▶ [Исходный отрывок]:
----
А я, как редактор «Сигнала», был привлечен к суду «за оскорбление величества», «за подрывание основ государства» и другие столь же тяжкие грехи (по 103, 106, 128 и 129-й статьям уголовного уложения).
Меня арестовали, посадили в тюрьму («Предварилку»), и, если я провел в заточении всего только десять дней, это произошло оттого, что Мария Карловна по инициативе Александра Ивановича явилась, к моему следователю Цезарю Ивановичу Обух-Вощатынскому и внесла за меня колоссальный залог — десять тысяч рублей из средств издаваемого ею журнала. Когда я пришел на Разъезжую, чтобы поблагодарить Куприных, они, не желая выслушивать изъявления моей пылкой признательности, принялись уверять — в своем обычном насмешливом стиле, — что очень боятся, как бы я не сбежал от суда за границу:
— Тогда пропадут наши денежки! А чтобы мы были спокойны и знали, что вы не в Берлине, извольте приходить к нам почаще обедать![5]
IVСам Александр Иванович приходил к обеду далеко не всегда. Вдруг ему почудится, что он недостаточно знает какие-нибудь важные подробности из жизни петербургских цыган, и он на целые сутки застрянет в их таборе, то вдруг заподозрит, что тот осанистый тамбовский помещик, с которым он на днях познакомился у стойки в ресторане Доминика, есть на самом деле прославленный шулер, и он решит проверить свой домысел и просидит, не сходя со стула, в прокуренном притоне картежников семь или восемь часов, следя за каждым движением заподозренного им игрока.
«Нередко в продолжение недель, иногда целых месяцев, наблюдал он за интересным субъектом, выслеживал его с упорством страстного охотника или добровольного сыщика, — читаем в одном из купринских рассказов о некоем петербургском писателе, в образе которого он вывел себя. — Случалось, что такой добычей оказывался, по его собственному выражению, какой-нибудь «рыцарь из-под темной звезды», — …известный плагиатор, сводник, альфонс, графоман, ужас всех редакций, — зарвавшийся кассир или артельщик, тратящий по ресторанам, скачкам и игорным залам казенные деньги с безумием человека, несущегося в пропасть… жокеи, атлеты, входящие в моду кокотки…»[6]
Рассказ, из которого я беру эти строки, называется «Штабс-капитан Рыбников». Там выведен японский шпион, искусно играющий роль русского штабс-капитана.
----
▶ [Набор заданий]:
a) Какой залог, согласно отрывку, внесла Мария Карловна за редактора «Сигнала»?
b) Перепишите из отрывка слово в слово текст от «А я, как редактор» до «статьям уголовного уложения).».
Перечень ниже для работы не понадобится.
----
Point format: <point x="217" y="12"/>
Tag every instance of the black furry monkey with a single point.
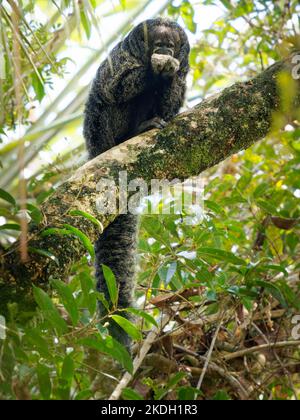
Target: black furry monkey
<point x="140" y="86"/>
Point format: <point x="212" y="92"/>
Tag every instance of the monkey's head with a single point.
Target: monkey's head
<point x="159" y="37"/>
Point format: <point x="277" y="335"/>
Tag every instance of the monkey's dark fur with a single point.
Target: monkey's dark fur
<point x="132" y="94"/>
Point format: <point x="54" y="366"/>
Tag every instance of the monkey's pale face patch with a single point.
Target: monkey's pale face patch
<point x="165" y="41"/>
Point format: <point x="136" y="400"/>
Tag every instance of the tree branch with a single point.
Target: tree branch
<point x="193" y="142"/>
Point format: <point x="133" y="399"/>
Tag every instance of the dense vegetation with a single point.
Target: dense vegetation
<point x="228" y="280"/>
----
▶ [Ответы]:
a) Десять тысяч рублей из средств издаваемого ею журнала.

b)
А я, как редактор «Сигнала», был привлечен к суду «за оскорбление величества», «за подрывание основ государства» и другие столь же тяжкие грехи (по 103, 106, 128 и 129-й статьям уголовного уложения).